Your goal:
Starting at the line that contains "Phrase -- vanity light fixture" and continuing through the last line of the records, rewrite those lines with "granite countertop" changed to "marble countertop" and everything else left as is. Give only those lines.

Data shown:
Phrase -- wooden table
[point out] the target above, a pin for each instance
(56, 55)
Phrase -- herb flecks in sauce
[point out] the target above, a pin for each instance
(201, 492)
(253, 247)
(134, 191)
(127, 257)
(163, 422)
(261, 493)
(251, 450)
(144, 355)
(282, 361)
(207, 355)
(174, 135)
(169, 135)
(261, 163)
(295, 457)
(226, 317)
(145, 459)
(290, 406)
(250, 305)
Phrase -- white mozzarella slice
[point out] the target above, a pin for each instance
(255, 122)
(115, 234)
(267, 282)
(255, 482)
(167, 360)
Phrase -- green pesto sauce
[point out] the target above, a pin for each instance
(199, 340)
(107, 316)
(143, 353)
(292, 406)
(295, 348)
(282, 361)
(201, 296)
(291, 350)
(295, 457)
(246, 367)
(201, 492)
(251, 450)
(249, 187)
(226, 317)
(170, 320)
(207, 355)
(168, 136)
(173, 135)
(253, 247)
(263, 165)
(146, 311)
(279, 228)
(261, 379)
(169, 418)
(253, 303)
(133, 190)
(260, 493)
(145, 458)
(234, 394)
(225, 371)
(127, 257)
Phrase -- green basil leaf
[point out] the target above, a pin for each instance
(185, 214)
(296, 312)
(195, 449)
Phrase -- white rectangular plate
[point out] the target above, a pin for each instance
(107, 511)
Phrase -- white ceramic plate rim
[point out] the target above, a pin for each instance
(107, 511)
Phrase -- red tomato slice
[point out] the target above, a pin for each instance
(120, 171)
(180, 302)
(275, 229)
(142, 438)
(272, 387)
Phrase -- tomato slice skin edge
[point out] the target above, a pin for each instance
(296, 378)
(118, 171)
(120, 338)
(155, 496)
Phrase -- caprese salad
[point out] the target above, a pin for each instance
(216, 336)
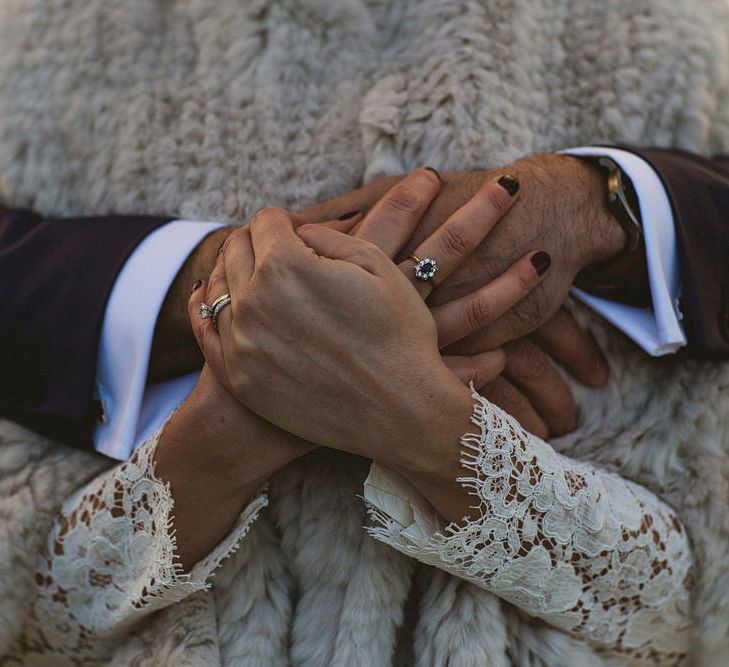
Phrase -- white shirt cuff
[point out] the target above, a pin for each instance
(657, 331)
(133, 411)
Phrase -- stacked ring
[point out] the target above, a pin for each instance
(217, 307)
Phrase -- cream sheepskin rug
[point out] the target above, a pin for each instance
(211, 110)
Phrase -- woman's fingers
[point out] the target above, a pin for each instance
(460, 318)
(479, 369)
(462, 232)
(207, 338)
(235, 265)
(576, 349)
(529, 369)
(392, 220)
(504, 394)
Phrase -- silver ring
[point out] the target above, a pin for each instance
(424, 269)
(218, 305)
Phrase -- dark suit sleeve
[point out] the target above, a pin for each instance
(698, 189)
(55, 279)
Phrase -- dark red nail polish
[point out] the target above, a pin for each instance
(436, 172)
(541, 262)
(509, 183)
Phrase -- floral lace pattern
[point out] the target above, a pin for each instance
(110, 561)
(583, 549)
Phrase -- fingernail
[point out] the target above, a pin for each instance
(541, 262)
(436, 172)
(509, 183)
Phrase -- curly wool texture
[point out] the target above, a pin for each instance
(213, 110)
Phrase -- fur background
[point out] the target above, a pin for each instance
(211, 110)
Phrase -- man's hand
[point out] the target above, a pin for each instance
(561, 209)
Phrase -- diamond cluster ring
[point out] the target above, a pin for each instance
(425, 268)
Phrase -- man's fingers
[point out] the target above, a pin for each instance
(392, 220)
(509, 398)
(462, 232)
(529, 369)
(335, 245)
(576, 349)
(462, 317)
(479, 369)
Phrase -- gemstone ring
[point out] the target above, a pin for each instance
(425, 268)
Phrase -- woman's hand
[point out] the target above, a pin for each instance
(338, 347)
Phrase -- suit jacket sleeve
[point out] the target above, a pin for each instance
(698, 189)
(55, 279)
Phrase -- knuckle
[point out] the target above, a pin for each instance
(216, 286)
(454, 241)
(478, 314)
(261, 216)
(530, 362)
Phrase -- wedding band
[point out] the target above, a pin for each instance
(424, 269)
(218, 305)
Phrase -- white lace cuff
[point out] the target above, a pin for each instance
(585, 550)
(111, 559)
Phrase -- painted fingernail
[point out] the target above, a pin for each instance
(509, 183)
(436, 172)
(541, 262)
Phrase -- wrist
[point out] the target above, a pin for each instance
(601, 233)
(174, 349)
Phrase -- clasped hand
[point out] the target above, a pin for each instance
(330, 340)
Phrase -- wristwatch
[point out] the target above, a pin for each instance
(623, 277)
(622, 201)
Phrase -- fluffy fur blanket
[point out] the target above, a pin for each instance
(213, 109)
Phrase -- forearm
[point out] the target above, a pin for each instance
(174, 350)
(216, 456)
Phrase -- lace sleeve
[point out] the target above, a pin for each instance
(583, 549)
(111, 561)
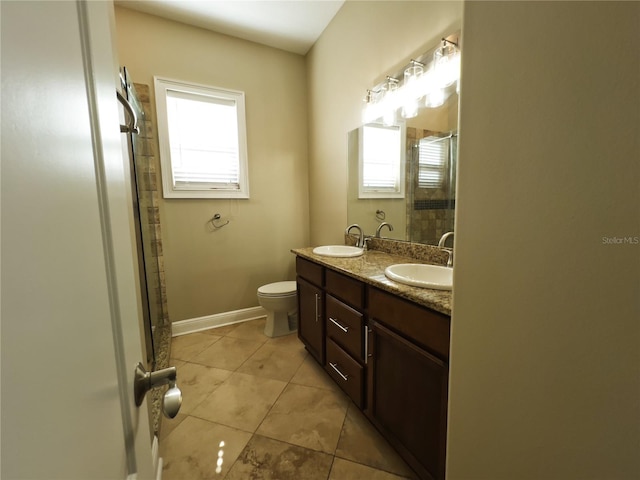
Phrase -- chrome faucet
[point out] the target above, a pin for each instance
(441, 243)
(383, 224)
(360, 243)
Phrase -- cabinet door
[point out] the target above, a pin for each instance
(311, 318)
(408, 399)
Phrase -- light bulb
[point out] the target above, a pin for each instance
(435, 98)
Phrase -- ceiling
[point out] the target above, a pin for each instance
(291, 25)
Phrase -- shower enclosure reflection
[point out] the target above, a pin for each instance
(426, 210)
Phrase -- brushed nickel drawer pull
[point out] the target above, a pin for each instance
(337, 324)
(335, 367)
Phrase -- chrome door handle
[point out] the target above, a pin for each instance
(144, 381)
(335, 367)
(339, 325)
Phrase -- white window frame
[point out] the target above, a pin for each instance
(396, 191)
(173, 189)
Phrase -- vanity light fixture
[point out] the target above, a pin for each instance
(446, 63)
(389, 115)
(428, 77)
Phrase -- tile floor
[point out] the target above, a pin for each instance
(261, 408)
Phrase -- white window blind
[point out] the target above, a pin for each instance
(203, 141)
(381, 161)
(432, 161)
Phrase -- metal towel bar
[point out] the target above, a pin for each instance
(132, 125)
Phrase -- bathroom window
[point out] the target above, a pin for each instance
(381, 161)
(203, 147)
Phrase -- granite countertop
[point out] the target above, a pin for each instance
(369, 268)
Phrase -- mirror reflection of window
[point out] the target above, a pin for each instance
(381, 162)
(432, 161)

Written solution:
Phrase -- vanity light fixture
[point out] the target above, a pin for each instance
(446, 63)
(389, 115)
(428, 77)
Phrase -- tile floor
[point out] the target above, a pin for each instance
(261, 408)
Phrase -- white window blind
[point out] the target above, a pin for each instance
(203, 141)
(381, 161)
(432, 161)
Phrase -- metal towel bar
[point out] the target above, a pin for each instance
(132, 125)
Phrase -- bathroom window
[point out] the target above, a pin for each instance
(381, 161)
(203, 147)
Phrase -- marble countertop
[point out] the target above, a pin for each instance
(369, 268)
Phrase -- mirror reflection of window
[point out] the target above, a pin for each instance
(381, 162)
(432, 161)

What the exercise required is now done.